Your instructions: Each line of the data below must be given again exactly as written.

Referring expression pointing data
##############################

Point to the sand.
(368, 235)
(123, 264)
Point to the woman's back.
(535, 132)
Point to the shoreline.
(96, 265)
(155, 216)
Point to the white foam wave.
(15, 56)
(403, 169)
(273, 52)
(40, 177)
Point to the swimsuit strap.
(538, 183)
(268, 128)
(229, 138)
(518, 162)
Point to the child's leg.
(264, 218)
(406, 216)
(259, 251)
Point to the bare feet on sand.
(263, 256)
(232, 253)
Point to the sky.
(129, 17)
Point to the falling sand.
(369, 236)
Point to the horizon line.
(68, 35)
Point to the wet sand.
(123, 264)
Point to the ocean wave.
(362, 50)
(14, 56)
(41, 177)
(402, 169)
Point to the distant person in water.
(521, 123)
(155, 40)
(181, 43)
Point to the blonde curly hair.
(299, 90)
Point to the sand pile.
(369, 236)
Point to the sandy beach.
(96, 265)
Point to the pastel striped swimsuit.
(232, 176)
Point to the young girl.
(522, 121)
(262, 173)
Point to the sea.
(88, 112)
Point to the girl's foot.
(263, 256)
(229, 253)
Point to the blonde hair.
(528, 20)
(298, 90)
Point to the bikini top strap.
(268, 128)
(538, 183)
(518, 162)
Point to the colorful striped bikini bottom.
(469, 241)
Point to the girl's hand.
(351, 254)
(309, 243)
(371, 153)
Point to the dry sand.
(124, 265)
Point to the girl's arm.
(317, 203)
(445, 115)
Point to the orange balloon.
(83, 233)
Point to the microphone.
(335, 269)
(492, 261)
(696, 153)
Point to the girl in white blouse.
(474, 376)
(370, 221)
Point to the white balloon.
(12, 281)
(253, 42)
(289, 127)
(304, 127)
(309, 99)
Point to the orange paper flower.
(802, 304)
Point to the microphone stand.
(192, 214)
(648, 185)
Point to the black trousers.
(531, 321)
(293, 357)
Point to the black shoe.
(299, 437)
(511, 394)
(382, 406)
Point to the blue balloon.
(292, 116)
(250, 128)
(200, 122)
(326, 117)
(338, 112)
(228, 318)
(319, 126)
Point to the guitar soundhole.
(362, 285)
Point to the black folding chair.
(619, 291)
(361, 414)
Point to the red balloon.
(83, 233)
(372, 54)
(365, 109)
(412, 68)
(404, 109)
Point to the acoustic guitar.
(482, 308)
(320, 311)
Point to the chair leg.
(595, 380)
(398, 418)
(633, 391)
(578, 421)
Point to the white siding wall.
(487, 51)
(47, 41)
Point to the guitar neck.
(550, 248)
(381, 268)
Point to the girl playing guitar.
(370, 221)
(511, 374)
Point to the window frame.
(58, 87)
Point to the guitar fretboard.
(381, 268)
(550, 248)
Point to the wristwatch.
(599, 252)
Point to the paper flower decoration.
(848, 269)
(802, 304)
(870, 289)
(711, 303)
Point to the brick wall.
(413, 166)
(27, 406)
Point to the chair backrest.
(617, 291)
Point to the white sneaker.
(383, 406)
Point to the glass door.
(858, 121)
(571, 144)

##############################

Answer to the problem:
Point to the sand.
(368, 235)
(123, 264)
Point to the woman's back.
(535, 132)
Point to the shoreline.
(96, 265)
(155, 216)
Point to the white foam wave.
(15, 56)
(403, 169)
(273, 52)
(40, 177)
Point to the swimsuit strap.
(538, 183)
(268, 128)
(229, 138)
(518, 162)
Point to the child's leg.
(264, 218)
(406, 216)
(259, 251)
Point to the bare feet on sand.
(263, 256)
(232, 253)
Point to the sky.
(129, 17)
Point to the falling sand.
(369, 236)
Point to the horizon line.
(68, 35)
Point to the wet sand.
(123, 264)
Point to the ocean wave.
(362, 50)
(14, 56)
(41, 177)
(402, 169)
Point to the distant person in water.
(521, 123)
(155, 40)
(181, 43)
Point to the blonde curly hair.
(299, 90)
Point to the sand pile.
(369, 236)
Point to the sandy beach.
(96, 265)
Point to the pastel striped swimsuit.
(232, 176)
Point to the young girl.
(522, 121)
(262, 173)
Point to the sea.
(88, 112)
Point to the girl's foot.
(263, 256)
(229, 253)
Point to the blonde hair.
(528, 20)
(298, 90)
Point to the bikini top strap.
(268, 128)
(538, 183)
(518, 162)
Point to the colorful striped bikini bottom.
(469, 241)
Point to the girl's hand.
(351, 254)
(309, 243)
(371, 153)
Point to the dry sand.
(124, 265)
Point to the girl's arm.
(317, 203)
(445, 115)
Point to the orange balloon.
(83, 233)
Point to the microphone.
(335, 269)
(492, 261)
(696, 153)
Point to the girl in white blouse.
(474, 376)
(370, 221)
Point to the white balloon.
(12, 281)
(253, 42)
(289, 127)
(304, 127)
(309, 99)
Point to the orange paper flower.
(802, 304)
Point to the microphone stand.
(192, 214)
(648, 185)
Point to the black trousers.
(531, 321)
(293, 357)
Point to the black shoe.
(299, 437)
(511, 394)
(382, 406)
Point to the blue balloon.
(292, 116)
(250, 128)
(200, 122)
(326, 117)
(338, 112)
(228, 318)
(319, 126)
Point to the guitar soundhole.
(362, 285)
Point to the black folding chair.
(619, 291)
(361, 414)
Point to the red balloon.
(83, 233)
(372, 54)
(365, 109)
(412, 68)
(404, 109)
Point to the acoustic guitar.
(482, 308)
(320, 311)
Point to the chair leg.
(595, 380)
(398, 418)
(633, 391)
(578, 421)
Point to the white siding wall.
(487, 51)
(47, 41)
Point to the guitar neck.
(550, 248)
(381, 268)
Point to the girl playing guitar.
(370, 221)
(511, 374)
Point to the window frame.
(58, 87)
Point to the guitar fretboard.
(381, 268)
(550, 248)
Point to the wristwatch.
(599, 252)
Point to the paper flower decoration.
(848, 269)
(802, 304)
(870, 289)
(711, 303)
Point to the brick wall.
(413, 166)
(27, 406)
Point to the chair backrest.
(617, 291)
Point to the white sneaker.
(383, 406)
Point to the glass door.
(858, 121)
(571, 144)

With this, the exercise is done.